● Aim
In the article on pueue below:
1. From what language was it automatically translated?
2. In what programming language is pueue written?
3. To what number does it say parallelism should be limited for GPU experiments?

● Document segment
-- -- --

GPU Experiment Job Management with pueue
This article was automatically translated from Japanese by AI.
In data competitions like Kaggle and atmaCup, efficiently running GPU-based training and inference experiments requires keeping the GPU busy at all times. Manually submitting experiments one by one inevitably leads to idle time. By queuing up multiple experiments in advance so that the next one starts automatically when the previous one finishes, you can maximize GPU utilization.
In this post, I’ll explain how to manage GPU allocation in a local environment using a job management tool called pueue. Note that this focuses on GPU training on a single server and does not cover situations where multiple instances can be flexibly used in cloud environments or on Colab.
About pueue
pueue is a job management tool written in Rust. It is designed to run standalone for a single user, and its key strength is lightweight operation with a simple feature set. You run a daemon called pueued, and when you submit jobs via the pueue command, they are automatically executed according to priority and parallelism settings.
🌠 Manage your shell commands.
Here are the main features of pueue:
- Terminal-independent: Since it runs as a daemon, jobs continue executing even if you close the terminal. You can add tasks and check their status from a different terminal.
- Parallelism control: You can specify the number of tasks to run simultaneously. For GPU experiments, limiting parallelism to 1 prevents GPU contention and VRAM OOM errors caused by multiple tasks.

-- -- --

● Raw data
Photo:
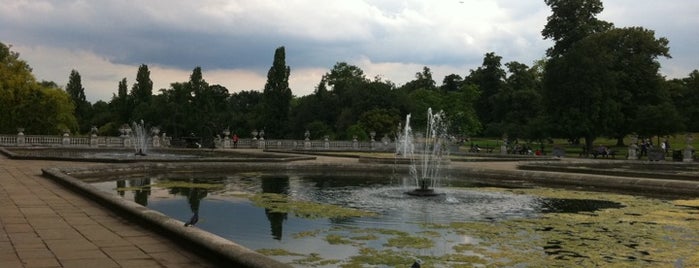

-- -- --

● Written solution
1. Japanese
2. Rust
3. 1